ACTIVITY: In the lines below, find the one that contains "the animal's belly" and write it out exactly, along with every line that follows it.

Recorded data:
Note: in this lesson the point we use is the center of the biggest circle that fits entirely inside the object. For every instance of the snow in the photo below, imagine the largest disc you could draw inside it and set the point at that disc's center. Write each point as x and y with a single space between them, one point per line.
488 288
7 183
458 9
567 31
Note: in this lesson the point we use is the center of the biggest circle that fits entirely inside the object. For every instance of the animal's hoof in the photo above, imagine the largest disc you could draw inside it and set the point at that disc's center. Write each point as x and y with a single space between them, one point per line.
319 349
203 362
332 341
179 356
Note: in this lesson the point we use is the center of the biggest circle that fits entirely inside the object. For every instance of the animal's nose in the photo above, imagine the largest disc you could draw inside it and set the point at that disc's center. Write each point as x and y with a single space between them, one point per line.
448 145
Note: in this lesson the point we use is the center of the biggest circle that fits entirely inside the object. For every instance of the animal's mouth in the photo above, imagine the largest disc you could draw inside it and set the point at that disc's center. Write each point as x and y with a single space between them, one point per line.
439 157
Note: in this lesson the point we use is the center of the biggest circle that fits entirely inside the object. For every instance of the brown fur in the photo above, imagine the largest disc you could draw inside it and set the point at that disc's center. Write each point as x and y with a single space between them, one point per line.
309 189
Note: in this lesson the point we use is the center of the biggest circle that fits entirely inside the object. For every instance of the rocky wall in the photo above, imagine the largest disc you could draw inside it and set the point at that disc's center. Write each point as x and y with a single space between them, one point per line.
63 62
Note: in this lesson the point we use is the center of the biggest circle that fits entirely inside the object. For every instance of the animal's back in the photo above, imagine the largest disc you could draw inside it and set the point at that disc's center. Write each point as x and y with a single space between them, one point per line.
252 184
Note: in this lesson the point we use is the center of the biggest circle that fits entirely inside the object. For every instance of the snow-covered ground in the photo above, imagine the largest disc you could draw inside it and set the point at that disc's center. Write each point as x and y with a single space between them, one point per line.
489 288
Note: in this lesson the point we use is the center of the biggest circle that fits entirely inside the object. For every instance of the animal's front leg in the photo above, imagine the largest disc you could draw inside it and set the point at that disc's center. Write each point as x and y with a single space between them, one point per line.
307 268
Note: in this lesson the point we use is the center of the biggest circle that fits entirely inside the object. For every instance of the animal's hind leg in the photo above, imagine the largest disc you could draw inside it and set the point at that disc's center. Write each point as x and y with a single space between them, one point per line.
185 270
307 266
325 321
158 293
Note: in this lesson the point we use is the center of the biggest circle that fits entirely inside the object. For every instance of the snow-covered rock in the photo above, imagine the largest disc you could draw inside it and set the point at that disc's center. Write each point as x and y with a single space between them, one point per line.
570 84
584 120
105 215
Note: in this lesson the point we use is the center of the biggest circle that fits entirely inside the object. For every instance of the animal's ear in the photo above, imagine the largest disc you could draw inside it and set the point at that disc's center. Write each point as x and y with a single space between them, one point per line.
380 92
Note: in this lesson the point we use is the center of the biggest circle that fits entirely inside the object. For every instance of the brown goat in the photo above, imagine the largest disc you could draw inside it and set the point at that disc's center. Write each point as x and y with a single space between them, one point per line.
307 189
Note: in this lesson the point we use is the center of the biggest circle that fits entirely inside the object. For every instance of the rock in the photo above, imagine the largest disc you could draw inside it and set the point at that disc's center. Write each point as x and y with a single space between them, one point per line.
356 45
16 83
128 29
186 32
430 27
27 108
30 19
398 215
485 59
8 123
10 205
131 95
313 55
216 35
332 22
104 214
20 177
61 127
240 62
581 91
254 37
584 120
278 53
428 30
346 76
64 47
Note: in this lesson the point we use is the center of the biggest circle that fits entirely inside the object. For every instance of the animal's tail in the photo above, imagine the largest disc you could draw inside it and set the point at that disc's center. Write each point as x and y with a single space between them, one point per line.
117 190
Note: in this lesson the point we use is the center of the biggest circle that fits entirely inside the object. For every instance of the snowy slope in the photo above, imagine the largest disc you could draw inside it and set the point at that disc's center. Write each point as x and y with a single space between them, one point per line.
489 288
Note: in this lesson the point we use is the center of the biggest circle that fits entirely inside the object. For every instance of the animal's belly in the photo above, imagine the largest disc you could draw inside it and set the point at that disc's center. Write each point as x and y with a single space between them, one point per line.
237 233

SOLUTION TO THIS EXERCISE:
Note: in this lesson the point we use is the center of the biggest circle that fits entirely inside the object. For every instance of the animal's belly in the photo above, imagine the largest disc you could draw inside it and set the point at that disc's center. Write each point as x and y with a single space between them, one point per line.
237 233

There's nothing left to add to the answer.